(Recorded data)
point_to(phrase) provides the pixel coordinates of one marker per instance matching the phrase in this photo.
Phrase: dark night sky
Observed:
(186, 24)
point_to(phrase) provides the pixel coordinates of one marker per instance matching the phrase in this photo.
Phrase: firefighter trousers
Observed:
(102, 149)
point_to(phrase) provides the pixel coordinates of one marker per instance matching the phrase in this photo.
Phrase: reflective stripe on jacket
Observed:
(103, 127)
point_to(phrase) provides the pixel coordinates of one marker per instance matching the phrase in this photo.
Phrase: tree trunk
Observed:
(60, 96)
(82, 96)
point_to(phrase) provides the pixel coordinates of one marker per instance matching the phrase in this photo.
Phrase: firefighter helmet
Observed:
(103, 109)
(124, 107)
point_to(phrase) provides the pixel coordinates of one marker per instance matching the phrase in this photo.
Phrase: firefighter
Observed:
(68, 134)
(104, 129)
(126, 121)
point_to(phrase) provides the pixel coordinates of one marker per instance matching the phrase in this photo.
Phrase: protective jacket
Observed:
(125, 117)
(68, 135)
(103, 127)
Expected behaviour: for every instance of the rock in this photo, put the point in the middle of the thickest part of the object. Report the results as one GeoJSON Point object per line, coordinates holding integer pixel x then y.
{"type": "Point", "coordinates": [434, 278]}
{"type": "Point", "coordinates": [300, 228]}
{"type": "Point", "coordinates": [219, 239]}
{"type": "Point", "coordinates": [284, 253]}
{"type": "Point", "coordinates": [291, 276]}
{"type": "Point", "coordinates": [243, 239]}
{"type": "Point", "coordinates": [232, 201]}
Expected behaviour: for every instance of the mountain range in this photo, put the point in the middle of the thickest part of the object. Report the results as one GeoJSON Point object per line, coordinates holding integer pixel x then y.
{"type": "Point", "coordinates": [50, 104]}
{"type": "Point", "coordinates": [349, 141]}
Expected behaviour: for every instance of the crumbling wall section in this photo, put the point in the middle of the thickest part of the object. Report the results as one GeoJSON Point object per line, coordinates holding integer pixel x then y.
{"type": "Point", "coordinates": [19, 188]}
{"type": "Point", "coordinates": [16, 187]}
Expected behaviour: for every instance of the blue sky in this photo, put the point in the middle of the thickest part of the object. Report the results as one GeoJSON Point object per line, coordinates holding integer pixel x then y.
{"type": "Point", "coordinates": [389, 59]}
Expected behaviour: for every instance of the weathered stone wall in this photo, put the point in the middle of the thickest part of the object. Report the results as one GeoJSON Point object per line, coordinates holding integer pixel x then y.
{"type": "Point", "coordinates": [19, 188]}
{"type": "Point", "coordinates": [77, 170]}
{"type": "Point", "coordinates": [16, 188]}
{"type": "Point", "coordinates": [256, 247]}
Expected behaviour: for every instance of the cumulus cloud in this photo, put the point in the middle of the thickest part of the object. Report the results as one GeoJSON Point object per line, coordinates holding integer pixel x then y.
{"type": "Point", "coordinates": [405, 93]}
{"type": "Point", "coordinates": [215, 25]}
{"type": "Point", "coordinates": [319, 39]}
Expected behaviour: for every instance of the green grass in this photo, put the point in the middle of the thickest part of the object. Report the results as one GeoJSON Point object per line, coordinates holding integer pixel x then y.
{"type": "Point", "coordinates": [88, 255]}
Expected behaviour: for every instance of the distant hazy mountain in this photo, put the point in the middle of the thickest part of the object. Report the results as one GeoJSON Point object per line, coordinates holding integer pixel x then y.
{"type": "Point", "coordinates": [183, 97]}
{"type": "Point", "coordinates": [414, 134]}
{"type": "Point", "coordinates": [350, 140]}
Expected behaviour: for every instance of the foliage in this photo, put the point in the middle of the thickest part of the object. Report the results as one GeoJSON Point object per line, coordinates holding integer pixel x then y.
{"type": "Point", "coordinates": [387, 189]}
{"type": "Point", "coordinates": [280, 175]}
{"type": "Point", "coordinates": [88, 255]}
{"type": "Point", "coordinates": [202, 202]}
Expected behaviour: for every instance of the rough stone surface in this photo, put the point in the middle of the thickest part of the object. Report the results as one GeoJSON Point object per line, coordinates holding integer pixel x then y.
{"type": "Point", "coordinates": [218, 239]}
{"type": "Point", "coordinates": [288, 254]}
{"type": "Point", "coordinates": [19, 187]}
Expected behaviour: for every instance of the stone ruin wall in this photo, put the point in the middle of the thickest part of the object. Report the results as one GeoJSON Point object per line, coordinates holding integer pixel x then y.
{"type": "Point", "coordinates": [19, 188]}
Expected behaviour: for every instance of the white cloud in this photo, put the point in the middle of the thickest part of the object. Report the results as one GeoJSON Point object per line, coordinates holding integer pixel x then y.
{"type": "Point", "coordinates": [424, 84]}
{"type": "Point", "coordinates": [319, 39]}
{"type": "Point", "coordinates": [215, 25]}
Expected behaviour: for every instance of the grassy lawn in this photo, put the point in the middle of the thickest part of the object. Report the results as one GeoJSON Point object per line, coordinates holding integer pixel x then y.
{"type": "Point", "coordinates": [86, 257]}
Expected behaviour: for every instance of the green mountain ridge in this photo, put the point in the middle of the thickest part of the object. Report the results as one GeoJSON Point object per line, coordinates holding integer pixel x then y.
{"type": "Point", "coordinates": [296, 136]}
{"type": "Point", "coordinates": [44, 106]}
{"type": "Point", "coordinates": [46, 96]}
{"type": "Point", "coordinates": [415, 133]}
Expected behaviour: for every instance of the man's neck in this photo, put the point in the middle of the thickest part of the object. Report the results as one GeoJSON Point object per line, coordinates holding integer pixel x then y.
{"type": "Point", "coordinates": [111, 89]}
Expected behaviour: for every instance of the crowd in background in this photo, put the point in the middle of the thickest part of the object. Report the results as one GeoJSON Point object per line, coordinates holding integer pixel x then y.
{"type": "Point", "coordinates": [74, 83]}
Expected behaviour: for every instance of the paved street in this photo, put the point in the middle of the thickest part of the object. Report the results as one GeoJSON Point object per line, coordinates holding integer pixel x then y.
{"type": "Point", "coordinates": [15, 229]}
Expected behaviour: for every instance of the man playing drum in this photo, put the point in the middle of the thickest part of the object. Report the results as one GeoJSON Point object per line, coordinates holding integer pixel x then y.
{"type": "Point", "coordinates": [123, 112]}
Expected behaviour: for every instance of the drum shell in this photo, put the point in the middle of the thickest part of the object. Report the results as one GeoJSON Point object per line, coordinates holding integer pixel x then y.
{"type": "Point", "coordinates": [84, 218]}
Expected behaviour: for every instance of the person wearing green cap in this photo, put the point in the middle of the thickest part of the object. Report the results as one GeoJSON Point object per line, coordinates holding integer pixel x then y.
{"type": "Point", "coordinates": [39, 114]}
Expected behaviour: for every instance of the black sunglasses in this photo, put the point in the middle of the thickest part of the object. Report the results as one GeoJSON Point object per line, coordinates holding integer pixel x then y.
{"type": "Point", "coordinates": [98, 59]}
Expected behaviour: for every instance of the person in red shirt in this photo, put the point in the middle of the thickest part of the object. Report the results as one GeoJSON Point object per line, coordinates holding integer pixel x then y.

* _WORK TO BE COMPLETED_:
Retrieve each line of the data in which the word "jacket" can be found.

* _TASK OUTPUT_:
Phrase: reflective stripe on jacket
Phrase: protective jacket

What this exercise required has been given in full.